§ **Your assignment**
Write out, without any change, the lines in the material below that run from the line with "Query: red carnation bouquet" through the line with "Where can you spot the person", both included.

----

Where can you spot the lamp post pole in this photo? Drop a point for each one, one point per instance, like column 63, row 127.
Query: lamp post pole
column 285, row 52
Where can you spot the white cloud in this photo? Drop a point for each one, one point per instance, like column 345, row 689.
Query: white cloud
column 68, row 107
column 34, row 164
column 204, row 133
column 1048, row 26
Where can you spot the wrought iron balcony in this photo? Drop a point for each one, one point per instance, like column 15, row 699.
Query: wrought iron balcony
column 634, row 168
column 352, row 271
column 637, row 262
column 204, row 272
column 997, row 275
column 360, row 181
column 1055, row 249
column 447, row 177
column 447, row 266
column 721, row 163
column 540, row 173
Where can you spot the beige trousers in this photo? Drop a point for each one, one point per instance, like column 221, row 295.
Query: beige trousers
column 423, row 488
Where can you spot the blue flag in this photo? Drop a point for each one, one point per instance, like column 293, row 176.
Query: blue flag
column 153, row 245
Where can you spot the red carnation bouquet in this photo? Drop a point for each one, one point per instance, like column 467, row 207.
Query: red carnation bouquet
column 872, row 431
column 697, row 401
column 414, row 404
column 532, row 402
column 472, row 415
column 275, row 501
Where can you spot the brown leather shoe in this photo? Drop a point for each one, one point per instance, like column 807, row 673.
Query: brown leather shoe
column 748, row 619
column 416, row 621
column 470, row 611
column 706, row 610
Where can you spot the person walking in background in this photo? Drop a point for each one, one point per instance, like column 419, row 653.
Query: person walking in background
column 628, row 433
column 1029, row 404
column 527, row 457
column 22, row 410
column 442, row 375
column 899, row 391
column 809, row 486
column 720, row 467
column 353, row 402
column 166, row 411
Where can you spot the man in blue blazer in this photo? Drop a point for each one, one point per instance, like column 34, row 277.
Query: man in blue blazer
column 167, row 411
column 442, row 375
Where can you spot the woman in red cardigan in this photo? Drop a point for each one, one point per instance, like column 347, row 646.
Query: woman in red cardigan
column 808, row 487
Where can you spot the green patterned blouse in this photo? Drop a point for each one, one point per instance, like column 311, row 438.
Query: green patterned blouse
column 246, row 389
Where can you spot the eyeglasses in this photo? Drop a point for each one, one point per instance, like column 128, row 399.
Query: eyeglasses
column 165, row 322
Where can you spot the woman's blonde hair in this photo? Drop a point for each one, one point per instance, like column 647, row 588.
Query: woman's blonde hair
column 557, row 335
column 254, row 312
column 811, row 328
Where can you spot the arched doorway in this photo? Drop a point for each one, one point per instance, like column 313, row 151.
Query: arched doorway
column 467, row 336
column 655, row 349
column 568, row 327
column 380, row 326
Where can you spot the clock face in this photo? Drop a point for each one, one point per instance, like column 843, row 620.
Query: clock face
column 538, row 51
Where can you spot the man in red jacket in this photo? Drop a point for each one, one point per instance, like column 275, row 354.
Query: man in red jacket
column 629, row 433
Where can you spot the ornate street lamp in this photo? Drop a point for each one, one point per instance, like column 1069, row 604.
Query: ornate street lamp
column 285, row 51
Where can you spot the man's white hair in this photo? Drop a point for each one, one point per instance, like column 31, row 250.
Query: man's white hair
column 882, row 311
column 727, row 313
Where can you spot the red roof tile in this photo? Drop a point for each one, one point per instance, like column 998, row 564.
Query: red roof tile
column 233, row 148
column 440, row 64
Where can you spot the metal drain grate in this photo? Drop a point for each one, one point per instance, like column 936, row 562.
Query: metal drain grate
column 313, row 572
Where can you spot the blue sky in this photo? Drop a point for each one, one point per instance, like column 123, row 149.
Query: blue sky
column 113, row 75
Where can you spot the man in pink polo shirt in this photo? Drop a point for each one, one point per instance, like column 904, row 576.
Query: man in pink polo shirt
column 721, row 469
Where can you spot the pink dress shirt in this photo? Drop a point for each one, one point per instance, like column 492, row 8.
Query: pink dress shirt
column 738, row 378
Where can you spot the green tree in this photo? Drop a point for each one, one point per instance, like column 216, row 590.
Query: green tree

----

§ **Written reply**
Query: red carnation bouquet
column 872, row 431
column 697, row 401
column 414, row 404
column 532, row 402
column 472, row 415
column 275, row 501
Where can you spot the brown leather shoe in this photo? Drop a point for each one, one point per instance, like column 807, row 673.
Query: brown leather shoe
column 748, row 619
column 416, row 621
column 470, row 611
column 706, row 610
Where can you spot the person walking in background in this photo? Drop a point for each one, one point per instance, like column 419, row 653.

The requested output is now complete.